Gestion d’infrastructure L’optimisation des pôles d’échanges
S’il n’existe pas encore de modèle dominant en Europe concernant le statut des gares et aérogares, chacun sent à la lecture de la presse que la recomposition du secteur s’accélère. Tandis que l’Espagnol Abertis vient de s’assurer le monopole des aéroports anglais (sauf à Londres), en France les régions deviennent les autorités gestionnaires et concédantes des aéroports qui ne restent pas nationaux et l’État actionnaire choisit d’ouvrir le capital d’ADP.
Dans le secteur ferroviaire aussi, l’arrivée de nouveaux exploitants pose la question de l’impartialité du gestionnaire d’infrastructure, par exemple en Allemagne où l’opérateur historique se positionne à la fois comme l’un des opérateurs du marché et comme le gestionnaire d’infrastructure des voies (DB Net) et des gares (DB Station).
Quel doit être le rôle des gestionnaires de gares et d’aérogares ?

• • • • •

Consigne écrite A: Dites si chacune des affirmations suivantes concorde avec l’extrait sur la gestion des gares et aérogares, en répondant oui ou non et en citant à l’identique les mots de l’extrait qui tranchent. (i) Abertis a obtenu le monopole de tous les aéroports anglais, y compris ceux de Londres. (ii) En France, l’État actionnaire a choisi d’ouvrir le capital d’ADP. (iii) En Allemagne, l’opérateur historique est aussi le gestionnaire d’infrastructure des voies et des gares.

Données de l’exercice:
• • • • •

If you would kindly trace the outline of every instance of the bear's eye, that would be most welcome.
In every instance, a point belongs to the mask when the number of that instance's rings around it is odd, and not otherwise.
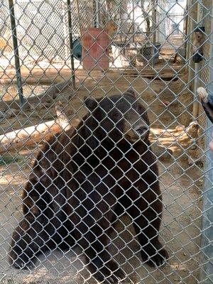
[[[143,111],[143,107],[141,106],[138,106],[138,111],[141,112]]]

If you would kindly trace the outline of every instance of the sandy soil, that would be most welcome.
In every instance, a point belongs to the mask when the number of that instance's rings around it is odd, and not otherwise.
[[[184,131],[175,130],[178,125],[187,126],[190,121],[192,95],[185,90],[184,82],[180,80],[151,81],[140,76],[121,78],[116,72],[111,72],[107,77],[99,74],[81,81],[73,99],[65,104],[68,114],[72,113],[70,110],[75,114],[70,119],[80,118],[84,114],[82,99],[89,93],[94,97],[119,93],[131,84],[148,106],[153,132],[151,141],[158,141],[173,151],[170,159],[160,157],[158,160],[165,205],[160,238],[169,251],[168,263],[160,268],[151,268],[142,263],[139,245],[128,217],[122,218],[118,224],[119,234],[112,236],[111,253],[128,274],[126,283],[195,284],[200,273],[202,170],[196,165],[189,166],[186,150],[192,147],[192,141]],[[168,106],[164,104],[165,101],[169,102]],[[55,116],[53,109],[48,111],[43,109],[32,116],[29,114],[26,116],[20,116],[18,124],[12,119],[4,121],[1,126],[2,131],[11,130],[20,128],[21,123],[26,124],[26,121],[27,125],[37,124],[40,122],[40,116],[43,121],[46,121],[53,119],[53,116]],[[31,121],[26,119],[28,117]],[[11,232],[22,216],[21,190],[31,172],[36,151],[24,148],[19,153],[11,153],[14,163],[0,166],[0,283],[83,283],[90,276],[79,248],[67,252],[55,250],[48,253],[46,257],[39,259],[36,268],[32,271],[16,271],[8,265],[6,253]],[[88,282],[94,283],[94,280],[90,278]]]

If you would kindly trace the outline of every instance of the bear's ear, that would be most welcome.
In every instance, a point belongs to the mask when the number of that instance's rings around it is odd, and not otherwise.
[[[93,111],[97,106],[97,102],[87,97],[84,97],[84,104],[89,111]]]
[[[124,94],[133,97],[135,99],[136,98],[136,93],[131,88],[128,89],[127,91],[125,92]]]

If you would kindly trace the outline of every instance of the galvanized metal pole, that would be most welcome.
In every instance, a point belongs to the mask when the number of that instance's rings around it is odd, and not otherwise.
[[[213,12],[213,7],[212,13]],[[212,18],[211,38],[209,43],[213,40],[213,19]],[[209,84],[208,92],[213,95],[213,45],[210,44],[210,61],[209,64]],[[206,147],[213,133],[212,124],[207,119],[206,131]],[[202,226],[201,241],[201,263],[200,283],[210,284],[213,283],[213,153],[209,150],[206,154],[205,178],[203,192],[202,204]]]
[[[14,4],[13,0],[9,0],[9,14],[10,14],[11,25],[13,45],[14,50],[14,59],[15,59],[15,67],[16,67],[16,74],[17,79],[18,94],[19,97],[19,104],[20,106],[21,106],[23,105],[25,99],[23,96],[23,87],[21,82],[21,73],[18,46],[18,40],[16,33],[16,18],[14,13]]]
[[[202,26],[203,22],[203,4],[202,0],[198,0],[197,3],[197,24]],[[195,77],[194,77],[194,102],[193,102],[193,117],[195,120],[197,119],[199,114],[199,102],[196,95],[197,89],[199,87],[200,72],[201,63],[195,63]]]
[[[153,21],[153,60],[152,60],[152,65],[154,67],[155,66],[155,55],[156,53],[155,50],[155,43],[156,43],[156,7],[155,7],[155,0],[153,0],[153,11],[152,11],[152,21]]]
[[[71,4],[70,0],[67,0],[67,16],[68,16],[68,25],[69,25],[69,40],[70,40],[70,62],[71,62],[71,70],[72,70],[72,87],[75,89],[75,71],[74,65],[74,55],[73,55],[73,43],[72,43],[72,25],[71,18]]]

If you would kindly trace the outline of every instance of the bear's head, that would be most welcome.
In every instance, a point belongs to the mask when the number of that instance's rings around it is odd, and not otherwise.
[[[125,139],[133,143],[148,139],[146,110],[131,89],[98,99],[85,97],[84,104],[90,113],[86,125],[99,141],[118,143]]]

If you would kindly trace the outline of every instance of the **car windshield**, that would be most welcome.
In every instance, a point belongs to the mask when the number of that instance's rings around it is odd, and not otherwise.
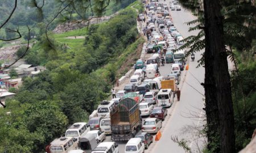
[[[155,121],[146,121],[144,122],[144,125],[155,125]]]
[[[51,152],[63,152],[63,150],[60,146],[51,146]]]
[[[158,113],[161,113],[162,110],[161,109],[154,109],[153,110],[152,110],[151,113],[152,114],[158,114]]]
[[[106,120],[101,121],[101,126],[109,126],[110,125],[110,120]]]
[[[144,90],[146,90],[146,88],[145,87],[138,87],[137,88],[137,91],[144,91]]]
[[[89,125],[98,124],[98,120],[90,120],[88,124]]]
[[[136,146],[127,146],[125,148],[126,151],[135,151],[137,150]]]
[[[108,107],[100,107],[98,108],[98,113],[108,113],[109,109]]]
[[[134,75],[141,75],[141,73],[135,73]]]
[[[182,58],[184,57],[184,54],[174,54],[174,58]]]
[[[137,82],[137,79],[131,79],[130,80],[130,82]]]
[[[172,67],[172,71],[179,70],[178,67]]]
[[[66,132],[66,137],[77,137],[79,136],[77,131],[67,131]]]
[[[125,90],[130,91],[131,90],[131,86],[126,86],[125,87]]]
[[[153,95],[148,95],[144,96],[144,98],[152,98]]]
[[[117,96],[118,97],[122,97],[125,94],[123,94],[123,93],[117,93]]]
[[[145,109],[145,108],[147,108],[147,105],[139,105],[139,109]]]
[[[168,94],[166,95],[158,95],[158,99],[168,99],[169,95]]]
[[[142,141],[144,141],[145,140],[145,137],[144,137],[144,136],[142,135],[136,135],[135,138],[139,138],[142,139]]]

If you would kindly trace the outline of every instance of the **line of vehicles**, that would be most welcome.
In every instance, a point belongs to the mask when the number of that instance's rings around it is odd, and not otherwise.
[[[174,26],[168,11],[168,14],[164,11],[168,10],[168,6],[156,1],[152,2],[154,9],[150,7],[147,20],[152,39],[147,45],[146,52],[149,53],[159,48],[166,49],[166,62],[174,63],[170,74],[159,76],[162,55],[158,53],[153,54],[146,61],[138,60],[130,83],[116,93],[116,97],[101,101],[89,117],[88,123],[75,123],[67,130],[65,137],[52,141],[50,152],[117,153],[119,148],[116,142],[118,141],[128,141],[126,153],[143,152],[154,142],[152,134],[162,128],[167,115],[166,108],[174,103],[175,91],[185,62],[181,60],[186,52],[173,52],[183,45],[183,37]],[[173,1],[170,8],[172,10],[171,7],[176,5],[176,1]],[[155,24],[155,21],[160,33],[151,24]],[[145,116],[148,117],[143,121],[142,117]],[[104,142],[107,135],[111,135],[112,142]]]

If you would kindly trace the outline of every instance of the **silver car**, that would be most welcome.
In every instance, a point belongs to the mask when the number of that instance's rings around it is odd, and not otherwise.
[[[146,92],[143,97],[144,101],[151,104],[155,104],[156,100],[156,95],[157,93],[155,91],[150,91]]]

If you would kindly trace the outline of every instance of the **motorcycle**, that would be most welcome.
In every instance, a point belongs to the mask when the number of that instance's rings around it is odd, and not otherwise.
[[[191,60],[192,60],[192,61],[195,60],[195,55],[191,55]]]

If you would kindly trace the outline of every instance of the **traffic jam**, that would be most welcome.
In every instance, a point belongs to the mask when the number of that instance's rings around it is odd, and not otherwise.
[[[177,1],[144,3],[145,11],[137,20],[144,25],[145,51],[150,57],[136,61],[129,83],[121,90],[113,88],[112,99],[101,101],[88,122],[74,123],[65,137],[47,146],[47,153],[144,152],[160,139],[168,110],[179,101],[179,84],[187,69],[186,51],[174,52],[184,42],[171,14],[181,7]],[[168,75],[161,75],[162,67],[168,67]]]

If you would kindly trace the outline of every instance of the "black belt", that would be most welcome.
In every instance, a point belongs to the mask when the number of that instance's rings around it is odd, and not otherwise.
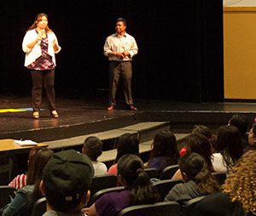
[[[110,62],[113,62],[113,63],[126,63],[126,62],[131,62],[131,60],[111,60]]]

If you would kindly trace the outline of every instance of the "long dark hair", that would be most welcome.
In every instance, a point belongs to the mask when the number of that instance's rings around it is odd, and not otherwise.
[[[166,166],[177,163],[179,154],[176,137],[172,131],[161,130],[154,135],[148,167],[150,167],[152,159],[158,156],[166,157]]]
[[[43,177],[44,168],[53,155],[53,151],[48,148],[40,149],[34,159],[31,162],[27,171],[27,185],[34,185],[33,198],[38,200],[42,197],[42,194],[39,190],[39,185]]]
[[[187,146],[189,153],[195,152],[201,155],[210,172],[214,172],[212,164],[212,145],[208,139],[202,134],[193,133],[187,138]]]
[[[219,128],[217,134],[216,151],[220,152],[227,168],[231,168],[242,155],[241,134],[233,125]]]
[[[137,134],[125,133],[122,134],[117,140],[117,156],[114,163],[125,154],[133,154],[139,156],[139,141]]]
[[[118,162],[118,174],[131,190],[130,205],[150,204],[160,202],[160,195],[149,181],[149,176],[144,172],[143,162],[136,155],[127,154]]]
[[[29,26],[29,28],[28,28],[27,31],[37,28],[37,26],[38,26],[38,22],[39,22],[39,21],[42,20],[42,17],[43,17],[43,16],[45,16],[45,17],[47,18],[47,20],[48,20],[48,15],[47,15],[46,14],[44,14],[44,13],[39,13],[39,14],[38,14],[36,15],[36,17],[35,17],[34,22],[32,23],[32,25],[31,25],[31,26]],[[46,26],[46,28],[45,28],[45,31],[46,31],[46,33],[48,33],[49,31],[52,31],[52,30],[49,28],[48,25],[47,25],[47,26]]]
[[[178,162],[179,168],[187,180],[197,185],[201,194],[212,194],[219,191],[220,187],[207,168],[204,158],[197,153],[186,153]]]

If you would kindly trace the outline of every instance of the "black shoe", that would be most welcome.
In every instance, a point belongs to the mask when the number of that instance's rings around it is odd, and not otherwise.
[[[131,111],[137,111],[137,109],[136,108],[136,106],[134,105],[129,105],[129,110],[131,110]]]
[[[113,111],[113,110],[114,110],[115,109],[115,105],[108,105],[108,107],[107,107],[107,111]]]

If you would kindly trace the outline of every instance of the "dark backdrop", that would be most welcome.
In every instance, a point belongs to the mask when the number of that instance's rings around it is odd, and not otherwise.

• • • • •

Consigne écrite B: Transcrivez sans aucune modification les lignes des enregistrements, depuis le début des enregistrements jusqu’à la ligne contenant « [[[143,111],[143,107],[141,106],[138,106],[138,111],[141,112]]] », les deux bornes comprises. N’incluez pas les images dans votre réponse.

Réponse attendue A:
(i) Non : « vient de s’assurer le monopole des aéroports anglais (sauf à Londres) ».
(ii) Oui : « l’État actionnaire choisit d’ouvrir le capital d’ADP ».
(iii) Oui : « le gestionnaire d’infrastructure des voies (DB Net) et des gares (DB Station) ».

Réponse attendue B:
If you would kindly trace the outline of every instance of the bear's eye, that would be most welcome.
In every instance, a point belongs to the mask when the number of that instance's rings around it is odd, and not otherwise.
[[[143,111],[143,107],[141,106],[138,106],[138,111],[141,112]]]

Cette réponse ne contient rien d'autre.